■ FRAGMENTO SELECCIONADO ■
———

Sí puede haber, no obstante, una experimentación literaria original que llene de regocijo a los lectores. Pero esa manera de ver las cosas -Barthelme, por ejemplo- no puede ser imitada luego por otro escritor. Eso no sería trabajar. Sólo hay un Barthelme, y un escritor cualquiera que tratase de apropiarse de su peculiar sensibilidad, de su mise en scene, bajo el pretexto de la innovación, no llegará sino al caos, a la dispersión y, lo que es peor, a la decepción de sí mismo. La experimentación de veras será algo nuevo, como pedía Pound, y deberá dar con sus propios hallazgos. Aunque si el escritor se desprende de su sensibilidad no hará otra cosa que transmitirnos noticias de su mundo.

Tanto en la poesía como en la narración breve, es posible hablar de lugares comunes y de cosas usadas comúnmente con un lenguaje claro, y dotar a esos objetos -una silla, la cortina de una ventana, un tenedor, una piedra, un pendiente de mujer- con los atributos de lo inmenso, con un poder renovado. Es posible escribir un diálogo aparentemente inocuo que, sin embargo, provoque un escalofrío en la espina dorsal del lector, como bien lo demuestran las delicias debidas a Navokov. Esa es de entre los escritores, la clase que más me interesa. Odio, por el contrario, la escritura sucia o coyuntural que se disfraza con los hábitos de la experimentación o con la supuesta zafiedad que se atribuye a un supuesto realismo. En el maravilloso cuento de Isaak Babel, Guy de Maupassant, el narrador dice acerca de la escritura: Ningún hierro puede despedazar tan fuertemente el corazón como un punto puesto en el lugar que le corresponde. Eso también merece figurar en una ficha de tres por cinco.

En una ocasión decía Evan Connell que supo de la conclusión de uno de sus cuentos cuando se descubrió quitando las comas mientras leía lo escrito, y volviéndolas a poner después, en una nueva lectura, allá donde antes estuvieran. Me gusta ese procedimiento de trabajo, me merece un gran respeto tanto cuidado. Porque eso es lo que hacemos, a fin de cuentas. Hacemos palabra y deben ser palabras escogidas, puntuadas en donde corresponda, para que puedan significar lo que en verdad pretenden. Si las palabras están en fuerte maridaje con las emociones del escritor, o si son imprecisas e inútiles para la expresión de cualquier razonamiento -si las palabras resultan oscuras, enrevesadas- los ojos del lector deberán volver sobre ellas y nada habremos ganado. El propio sentido de lo artístico que tenga el autor no debe ser comprometido por nosotros. Henry James llamó "especificación endeble" a este tipo de desafortunada escritura.

———

■ TAREAS DEL EJERCICIO ■
• a. Resume en dos oraciones el fragmento sobre la escritura.
• b. Reproduce literalmente el tramo del fragmento sobre la escritura que va desde "Sí puede haber, no" hasta "de su mundo.".

(Filas de datos sobre la ubicación de objetos)
———

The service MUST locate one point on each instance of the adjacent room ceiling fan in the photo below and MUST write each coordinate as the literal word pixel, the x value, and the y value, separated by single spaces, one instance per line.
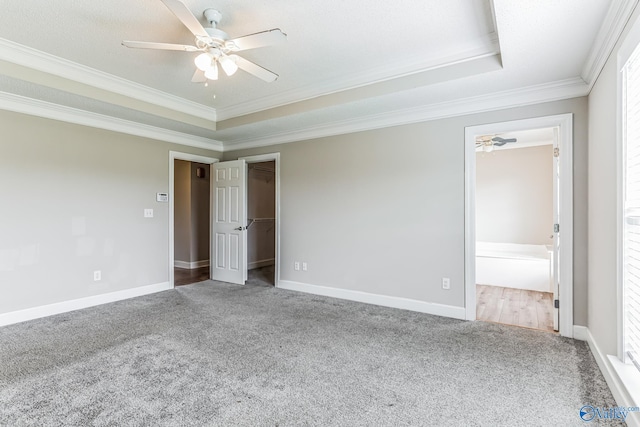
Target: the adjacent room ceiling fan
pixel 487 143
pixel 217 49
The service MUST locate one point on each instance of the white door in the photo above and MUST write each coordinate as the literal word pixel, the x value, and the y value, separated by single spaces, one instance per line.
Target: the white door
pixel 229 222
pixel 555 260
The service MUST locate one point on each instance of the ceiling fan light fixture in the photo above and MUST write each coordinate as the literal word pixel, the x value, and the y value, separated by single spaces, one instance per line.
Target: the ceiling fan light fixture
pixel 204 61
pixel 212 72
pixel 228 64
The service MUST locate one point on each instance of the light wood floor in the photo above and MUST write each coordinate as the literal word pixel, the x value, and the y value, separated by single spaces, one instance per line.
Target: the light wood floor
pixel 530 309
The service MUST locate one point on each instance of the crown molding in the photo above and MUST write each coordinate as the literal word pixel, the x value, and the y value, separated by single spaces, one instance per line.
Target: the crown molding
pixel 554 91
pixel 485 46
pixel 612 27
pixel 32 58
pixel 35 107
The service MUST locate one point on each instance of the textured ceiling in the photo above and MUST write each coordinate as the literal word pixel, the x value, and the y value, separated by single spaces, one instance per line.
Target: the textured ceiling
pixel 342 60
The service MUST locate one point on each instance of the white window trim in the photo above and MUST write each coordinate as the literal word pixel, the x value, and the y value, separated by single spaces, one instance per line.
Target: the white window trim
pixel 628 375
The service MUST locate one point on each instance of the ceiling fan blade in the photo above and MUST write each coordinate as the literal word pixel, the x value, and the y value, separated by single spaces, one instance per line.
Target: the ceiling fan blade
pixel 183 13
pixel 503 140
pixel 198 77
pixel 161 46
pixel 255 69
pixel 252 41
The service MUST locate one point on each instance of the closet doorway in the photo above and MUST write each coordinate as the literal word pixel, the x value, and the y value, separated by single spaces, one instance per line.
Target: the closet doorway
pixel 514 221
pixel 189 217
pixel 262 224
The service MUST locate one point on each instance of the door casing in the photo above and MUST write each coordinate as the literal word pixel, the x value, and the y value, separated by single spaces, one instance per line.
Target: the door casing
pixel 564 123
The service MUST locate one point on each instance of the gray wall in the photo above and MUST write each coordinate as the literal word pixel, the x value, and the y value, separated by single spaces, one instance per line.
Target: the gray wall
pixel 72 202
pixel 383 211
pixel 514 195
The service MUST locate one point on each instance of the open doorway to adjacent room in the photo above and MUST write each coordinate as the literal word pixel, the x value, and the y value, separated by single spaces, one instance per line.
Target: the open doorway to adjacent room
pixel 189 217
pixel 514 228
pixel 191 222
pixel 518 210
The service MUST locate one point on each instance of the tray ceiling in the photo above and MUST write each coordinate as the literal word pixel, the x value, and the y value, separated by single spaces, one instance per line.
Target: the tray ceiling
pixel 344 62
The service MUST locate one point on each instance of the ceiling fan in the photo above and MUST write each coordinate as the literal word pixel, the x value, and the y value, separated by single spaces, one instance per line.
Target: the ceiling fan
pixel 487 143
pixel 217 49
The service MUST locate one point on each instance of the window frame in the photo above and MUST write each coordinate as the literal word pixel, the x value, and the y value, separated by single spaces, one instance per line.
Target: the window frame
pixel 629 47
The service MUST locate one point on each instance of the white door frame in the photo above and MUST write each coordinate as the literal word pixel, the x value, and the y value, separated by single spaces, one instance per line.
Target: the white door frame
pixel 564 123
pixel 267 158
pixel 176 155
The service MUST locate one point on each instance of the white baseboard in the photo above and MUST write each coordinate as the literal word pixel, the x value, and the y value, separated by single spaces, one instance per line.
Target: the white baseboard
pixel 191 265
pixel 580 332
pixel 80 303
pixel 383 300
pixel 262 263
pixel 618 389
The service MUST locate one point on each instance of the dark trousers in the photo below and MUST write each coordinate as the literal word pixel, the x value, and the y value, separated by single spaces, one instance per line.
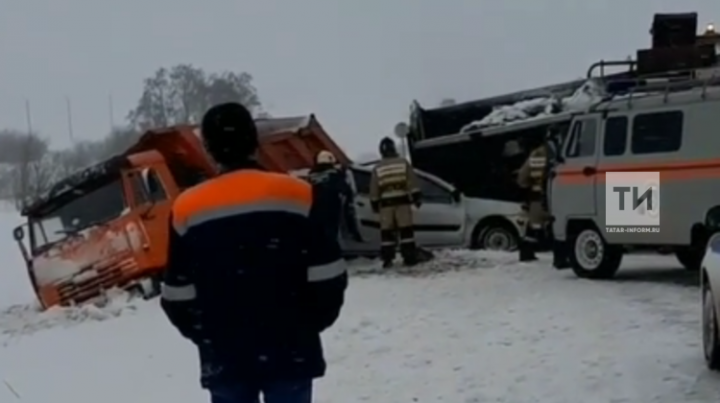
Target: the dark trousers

———

■ RESULTADOS ■
• a. El fragmento sostiene que la experimentación literaria original puede llenar de regocijo a los lectores, pero no puede imitarse, pues quien se apropie de la sensibilidad de otro escritor solo llegará al caos, a la dispersión y a la decepción de sí mismo. También afirma que con un lenguaje claro es posible dotar a objetos comunes de un poder renovado y que las palabras deben ser escogidas y puntuadas donde corresponda para que signifiquen lo que en verdad pretenden.

• b.
Sí puede haber, no obstante, una experimentación literaria original que llene de regocijo a los lectores. Pero esa manera de ver las cosas -Barthelme, por ejemplo- no puede ser imitada luego por otro escritor. Eso no sería trabajar. Sólo hay un Barthelme, y un escritor cualquiera que tratase de apropiarse de su peculiar sensibilidad, de su mise en scene, bajo el pretexto de la innovación, no llegará sino al caos, a la dispersión y, lo que es peor, a la decepción de sí mismo. La experimentación de veras será algo nuevo, como pedía Pound, y deberá dar con sus propios hallazgos. Aunque si el escritor se desprende de su sensibilidad no hará otra cosa que transmitirnos noticias de su mundo.